(Beginning of Material for the task)
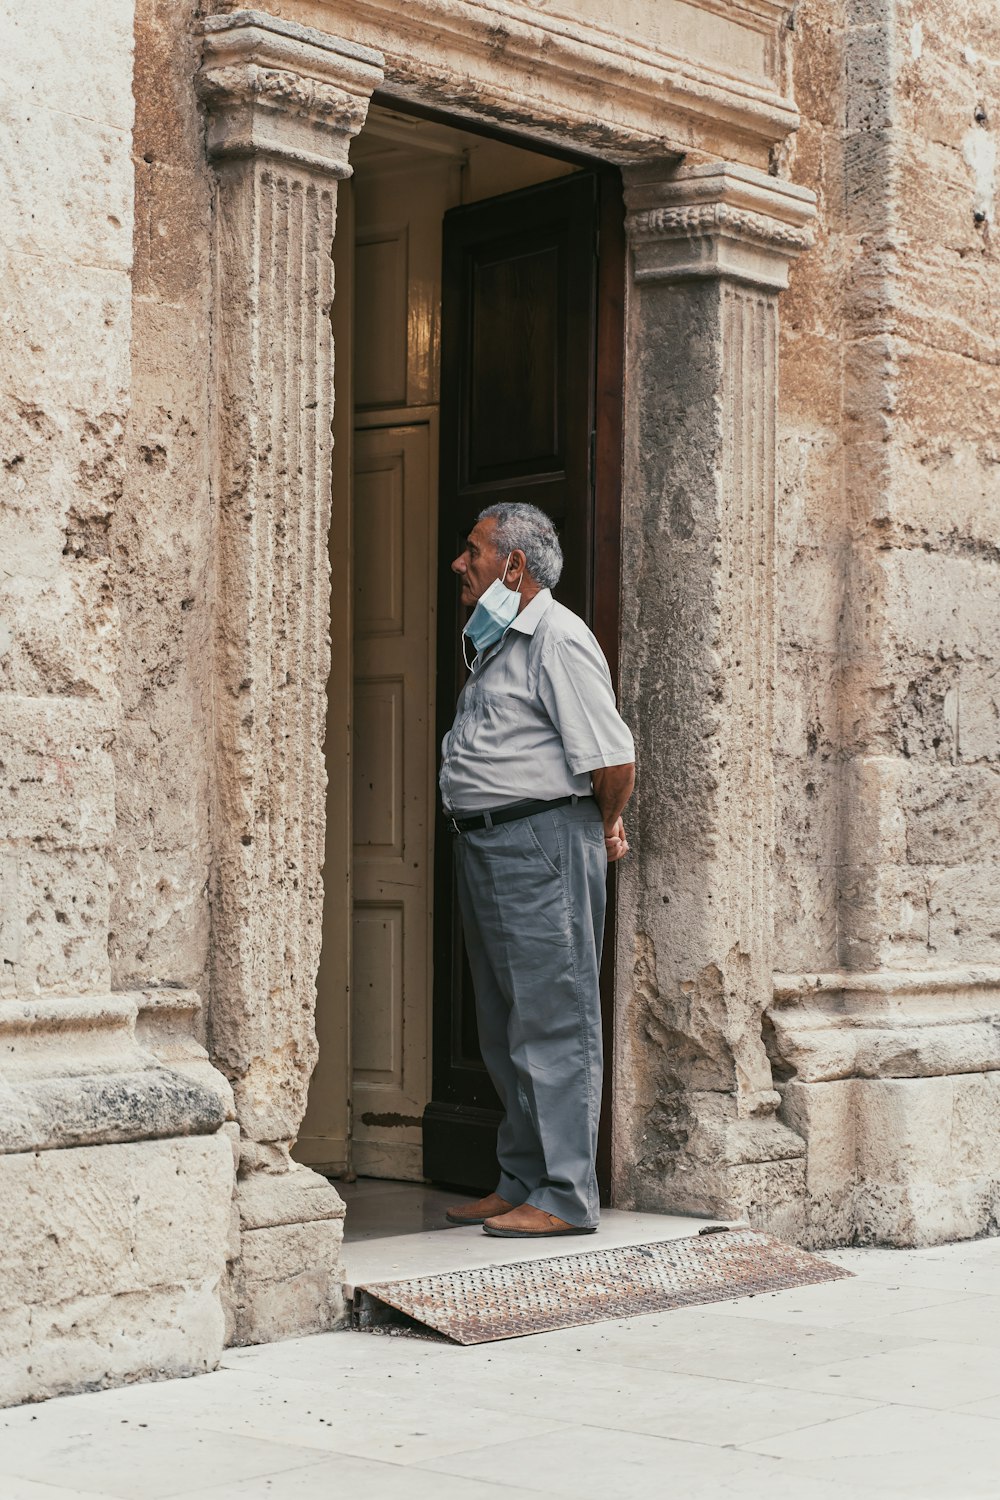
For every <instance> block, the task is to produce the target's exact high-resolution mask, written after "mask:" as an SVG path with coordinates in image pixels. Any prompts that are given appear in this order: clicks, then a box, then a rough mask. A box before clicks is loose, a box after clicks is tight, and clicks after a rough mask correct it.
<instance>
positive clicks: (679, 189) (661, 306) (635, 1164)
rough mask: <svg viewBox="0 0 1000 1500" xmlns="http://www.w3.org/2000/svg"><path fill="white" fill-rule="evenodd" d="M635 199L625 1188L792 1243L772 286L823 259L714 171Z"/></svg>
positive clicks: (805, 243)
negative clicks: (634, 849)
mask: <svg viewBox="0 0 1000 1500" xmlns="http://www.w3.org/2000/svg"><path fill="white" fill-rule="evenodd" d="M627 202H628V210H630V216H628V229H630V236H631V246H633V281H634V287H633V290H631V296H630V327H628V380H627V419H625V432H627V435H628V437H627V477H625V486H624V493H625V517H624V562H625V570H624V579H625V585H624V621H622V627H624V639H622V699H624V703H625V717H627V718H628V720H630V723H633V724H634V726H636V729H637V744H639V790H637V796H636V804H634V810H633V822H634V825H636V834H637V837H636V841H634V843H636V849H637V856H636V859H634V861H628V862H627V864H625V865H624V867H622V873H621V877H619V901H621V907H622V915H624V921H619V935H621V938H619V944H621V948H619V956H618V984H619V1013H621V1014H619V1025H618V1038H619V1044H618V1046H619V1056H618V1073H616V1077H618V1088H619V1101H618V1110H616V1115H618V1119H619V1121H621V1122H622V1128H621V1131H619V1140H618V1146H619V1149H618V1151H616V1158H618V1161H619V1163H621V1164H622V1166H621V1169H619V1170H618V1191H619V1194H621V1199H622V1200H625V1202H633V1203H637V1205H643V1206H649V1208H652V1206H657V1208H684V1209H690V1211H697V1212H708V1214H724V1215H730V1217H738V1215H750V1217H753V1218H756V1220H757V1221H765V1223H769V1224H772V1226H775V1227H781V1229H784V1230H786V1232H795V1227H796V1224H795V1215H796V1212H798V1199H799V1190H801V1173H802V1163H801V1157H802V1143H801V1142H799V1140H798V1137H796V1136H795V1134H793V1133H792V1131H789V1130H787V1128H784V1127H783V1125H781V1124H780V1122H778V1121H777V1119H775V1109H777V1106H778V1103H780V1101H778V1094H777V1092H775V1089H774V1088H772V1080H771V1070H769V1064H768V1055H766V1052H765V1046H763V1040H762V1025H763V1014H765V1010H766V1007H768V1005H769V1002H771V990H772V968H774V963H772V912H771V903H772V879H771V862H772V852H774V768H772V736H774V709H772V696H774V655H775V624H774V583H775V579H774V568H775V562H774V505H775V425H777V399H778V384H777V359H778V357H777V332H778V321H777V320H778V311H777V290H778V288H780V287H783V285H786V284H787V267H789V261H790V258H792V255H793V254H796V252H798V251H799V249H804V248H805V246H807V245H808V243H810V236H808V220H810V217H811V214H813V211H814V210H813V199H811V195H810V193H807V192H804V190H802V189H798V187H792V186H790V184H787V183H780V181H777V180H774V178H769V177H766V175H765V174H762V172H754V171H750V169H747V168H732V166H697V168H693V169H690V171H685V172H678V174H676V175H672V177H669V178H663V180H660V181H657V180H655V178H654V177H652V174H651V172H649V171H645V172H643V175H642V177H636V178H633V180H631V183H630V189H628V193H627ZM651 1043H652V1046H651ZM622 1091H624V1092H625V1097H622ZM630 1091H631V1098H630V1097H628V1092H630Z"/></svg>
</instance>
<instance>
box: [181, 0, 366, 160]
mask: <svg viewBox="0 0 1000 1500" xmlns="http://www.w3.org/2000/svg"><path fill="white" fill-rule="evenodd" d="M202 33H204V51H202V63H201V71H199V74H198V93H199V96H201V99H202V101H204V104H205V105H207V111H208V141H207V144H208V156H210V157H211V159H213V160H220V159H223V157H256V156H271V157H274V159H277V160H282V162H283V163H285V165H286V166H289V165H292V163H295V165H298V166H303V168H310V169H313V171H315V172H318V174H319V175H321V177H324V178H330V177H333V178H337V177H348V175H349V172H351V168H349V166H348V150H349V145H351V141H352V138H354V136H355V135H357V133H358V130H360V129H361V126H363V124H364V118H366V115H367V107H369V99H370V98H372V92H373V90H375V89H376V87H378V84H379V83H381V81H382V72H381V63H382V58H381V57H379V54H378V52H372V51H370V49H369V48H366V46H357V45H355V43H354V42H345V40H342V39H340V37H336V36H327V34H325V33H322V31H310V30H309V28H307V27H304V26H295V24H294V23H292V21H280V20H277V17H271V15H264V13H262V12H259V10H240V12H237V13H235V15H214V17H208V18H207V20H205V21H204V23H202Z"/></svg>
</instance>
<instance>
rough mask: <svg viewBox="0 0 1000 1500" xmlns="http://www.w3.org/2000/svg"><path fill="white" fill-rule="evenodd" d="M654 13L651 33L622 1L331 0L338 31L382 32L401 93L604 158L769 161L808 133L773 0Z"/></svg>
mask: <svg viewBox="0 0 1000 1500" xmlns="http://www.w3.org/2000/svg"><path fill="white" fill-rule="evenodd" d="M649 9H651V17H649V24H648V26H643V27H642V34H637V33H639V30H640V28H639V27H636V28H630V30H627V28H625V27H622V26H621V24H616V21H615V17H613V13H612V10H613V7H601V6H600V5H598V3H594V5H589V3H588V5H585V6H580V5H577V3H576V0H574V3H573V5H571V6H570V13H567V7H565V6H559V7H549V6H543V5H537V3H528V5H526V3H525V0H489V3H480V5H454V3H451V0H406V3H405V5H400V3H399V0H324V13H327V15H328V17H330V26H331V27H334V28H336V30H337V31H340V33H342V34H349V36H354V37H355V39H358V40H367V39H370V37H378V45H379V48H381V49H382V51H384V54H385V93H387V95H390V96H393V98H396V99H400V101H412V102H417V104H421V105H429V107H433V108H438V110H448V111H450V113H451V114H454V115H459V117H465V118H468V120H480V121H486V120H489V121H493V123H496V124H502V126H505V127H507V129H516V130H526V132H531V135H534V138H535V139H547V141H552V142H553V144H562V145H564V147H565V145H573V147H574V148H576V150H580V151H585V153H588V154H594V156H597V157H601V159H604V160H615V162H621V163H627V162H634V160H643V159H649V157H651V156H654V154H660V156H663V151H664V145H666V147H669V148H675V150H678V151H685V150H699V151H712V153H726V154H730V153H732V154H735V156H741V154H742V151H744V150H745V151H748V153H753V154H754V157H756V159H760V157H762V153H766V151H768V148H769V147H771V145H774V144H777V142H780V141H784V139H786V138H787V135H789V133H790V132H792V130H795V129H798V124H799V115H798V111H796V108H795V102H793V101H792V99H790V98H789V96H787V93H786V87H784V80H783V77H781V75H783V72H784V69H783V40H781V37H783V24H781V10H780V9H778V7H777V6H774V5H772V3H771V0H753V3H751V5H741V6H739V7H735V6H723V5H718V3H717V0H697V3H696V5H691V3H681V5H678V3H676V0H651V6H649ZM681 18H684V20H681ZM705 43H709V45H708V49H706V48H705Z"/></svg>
(End of Material for the task)
- Exercise details
Write out the listing again word for word, but without its pictures.

- Solved problem
For every <instance> block, the task is to produce the target's exact high-resolution mask, written after "mask:" as an SVG path with coordinates in image pixels. Any prompts that are given appear in this order: clicks, then a box, then a rough mask. A box before clicks is loose, a box after clicks is tight, and clicks after a rough mask correct it.
<instance>
positive clicks: (679, 189) (661, 306) (635, 1164)
rough mask: <svg viewBox="0 0 1000 1500" xmlns="http://www.w3.org/2000/svg"><path fill="white" fill-rule="evenodd" d="M635 199L625 1188L792 1243L772 286L823 259L714 171Z"/></svg>
positive clicks: (805, 243)
negative clicks: (634, 849)
mask: <svg viewBox="0 0 1000 1500" xmlns="http://www.w3.org/2000/svg"><path fill="white" fill-rule="evenodd" d="M627 202H628V210H630V216H628V229H630V236H631V246H633V281H634V287H633V290H631V296H630V327H628V380H627V419H625V432H627V435H628V437H627V477H625V486H624V493H625V517H624V562H625V570H624V579H625V585H624V621H622V627H624V639H622V699H624V703H625V717H627V718H628V720H630V723H633V724H634V726H636V729H637V744H639V790H637V796H636V804H634V810H633V822H634V825H636V834H637V837H636V841H634V843H636V849H637V856H636V859H634V861H628V862H627V864H625V865H624V867H622V873H621V877H619V901H621V907H622V915H624V921H619V935H621V938H619V944H621V948H619V956H618V984H619V1013H621V1014H619V1025H618V1038H619V1044H618V1046H619V1056H618V1073H616V1077H618V1088H619V1101H618V1110H616V1115H618V1119H619V1121H621V1122H622V1128H621V1131H619V1140H618V1146H619V1149H618V1151H616V1158H618V1161H619V1163H621V1164H622V1166H621V1169H619V1170H618V1191H619V1194H621V1199H622V1200H625V1202H633V1203H637V1205H643V1206H649V1208H652V1206H657V1208H684V1209H690V1211H697V1212H708V1214H724V1215H730V1217H738V1215H750V1217H753V1218H756V1220H757V1221H765V1223H769V1224H772V1226H775V1227H781V1229H784V1230H786V1232H795V1227H796V1224H795V1215H796V1212H798V1199H799V1190H801V1173H802V1163H801V1157H802V1143H801V1142H799V1140H798V1137H796V1136H795V1134H793V1133H792V1131H789V1130H787V1128H784V1127H783V1125H781V1124H780V1122H778V1121H777V1119H775V1109H777V1106H778V1103H780V1101H778V1094H777V1092H775V1089H774V1088H772V1080H771V1070H769V1064H768V1055H766V1052H765V1046H763V1040H762V1025H763V1014H765V1010H766V1007H768V1005H769V1002H771V990H772V968H774V963H772V912H771V903H772V879H771V862H772V852H774V768H772V736H774V709H772V696H774V655H775V624H774V583H775V579H774V568H775V562H774V505H775V425H777V399H778V384H777V359H778V357H777V332H778V321H777V320H778V311H777V290H778V288H780V287H783V285H786V284H787V267H789V261H790V258H792V255H793V254H796V252H798V251H799V249H804V248H805V246H807V245H808V243H810V236H808V220H810V217H811V214H813V211H814V210H813V199H811V195H810V193H807V192H804V190H802V189H798V187H792V186H790V184H787V183H780V181H777V180H774V178H769V177H766V175H765V174H762V172H754V171H750V169H747V168H732V166H697V168H693V169H690V171H685V172H678V174H676V175H672V177H669V178H663V180H660V181H657V180H655V178H654V177H652V174H651V172H649V171H645V172H643V175H642V177H636V178H633V180H631V183H630V189H628V193H627ZM651 1043H652V1046H651ZM622 1091H624V1092H625V1097H622ZM630 1091H631V1098H630V1097H628V1092H630Z"/></svg>
</instance>
<instance>
box: [181, 0, 366, 160]
mask: <svg viewBox="0 0 1000 1500" xmlns="http://www.w3.org/2000/svg"><path fill="white" fill-rule="evenodd" d="M202 33H204V51H202V63H201V71H199V74H198V93H199V96H201V99H202V101H204V104H205V105H207V111H208V141H207V144H208V156H210V157H211V159H213V160H220V159H223V157H256V156H271V157H274V159H277V160H282V162H283V163H285V165H286V166H289V165H292V163H295V165H298V166H303V168H310V169H313V171H315V172H318V174H319V175H321V177H324V178H330V177H333V178H337V177H348V175H349V172H351V168H349V166H348V150H349V145H351V141H352V138H354V136H355V135H357V133H358V130H360V129H361V126H363V124H364V118H366V115H367V107H369V99H370V98H372V92H373V90H375V89H376V87H378V84H379V83H381V81H382V72H381V63H382V58H381V57H379V54H378V52H372V51H370V49H369V48H366V46H357V45H355V43H354V42H345V40H342V39H340V37H336V36H327V34H325V33H322V31H310V30H309V28H307V27H304V26H295V24H294V23H292V21H280V20H277V17H271V15H264V13H262V12H259V10H240V12H237V13H235V15H214V17H208V18H207V20H205V21H204V23H202Z"/></svg>
</instance>
<instance>
rough mask: <svg viewBox="0 0 1000 1500" xmlns="http://www.w3.org/2000/svg"><path fill="white" fill-rule="evenodd" d="M654 13L651 33L622 1L331 0L338 31L382 32L401 93L604 158L769 161L808 133L773 0Z"/></svg>
mask: <svg viewBox="0 0 1000 1500" xmlns="http://www.w3.org/2000/svg"><path fill="white" fill-rule="evenodd" d="M649 9H651V17H649V24H648V26H643V27H642V34H637V33H639V30H640V28H639V27H636V28H630V30H627V28H625V27H622V26H621V24H616V21H615V17H613V13H612V10H613V7H601V6H600V5H598V3H594V5H589V3H588V5H585V6H580V5H577V3H576V0H574V3H573V5H571V6H570V13H567V7H565V6H559V7H549V6H543V5H537V3H528V5H526V3H525V0H489V3H480V5H454V3H451V0H406V3H405V5H400V3H399V0H324V13H327V15H328V17H330V26H331V27H334V28H336V30H337V31H340V33H342V34H349V36H354V37H355V39H358V40H367V39H370V37H378V45H379V48H381V49H382V51H384V54H385V93H387V95H390V96H393V98H396V99H400V101H412V102H417V104H421V105H429V107H433V108H438V110H448V111H450V113H451V114H454V115H459V117H465V118H468V120H480V121H486V120H489V121H493V123H496V124H502V126H505V127H507V129H516V130H526V132H531V135H534V138H535V139H547V141H552V142H553V144H562V145H564V147H565V145H573V147H574V148H576V150H580V151H585V153H588V154H594V156H597V157H601V159H604V160H615V162H621V163H627V162H634V160H643V159H649V157H651V156H654V154H660V156H663V151H664V145H666V147H669V148H675V150H678V151H685V150H699V151H712V153H726V154H730V153H732V154H735V156H741V154H742V151H744V150H745V151H748V153H753V154H754V157H756V159H760V157H762V153H766V151H768V148H769V147H771V145H774V144H777V142H780V141H784V139H786V138H787V135H789V133H790V132H792V130H795V129H798V124H799V115H798V111H796V108H795V102H793V101H792V99H790V98H789V96H787V93H786V87H784V80H783V77H781V75H783V72H784V69H783V40H781V37H783V24H781V10H780V9H778V7H777V6H774V5H772V3H771V0H753V3H751V5H741V6H739V7H735V6H723V5H718V3H717V0H697V3H696V5H691V3H681V5H678V3H676V0H651V6H649ZM681 18H684V20H681ZM705 43H709V45H708V49H706V48H705Z"/></svg>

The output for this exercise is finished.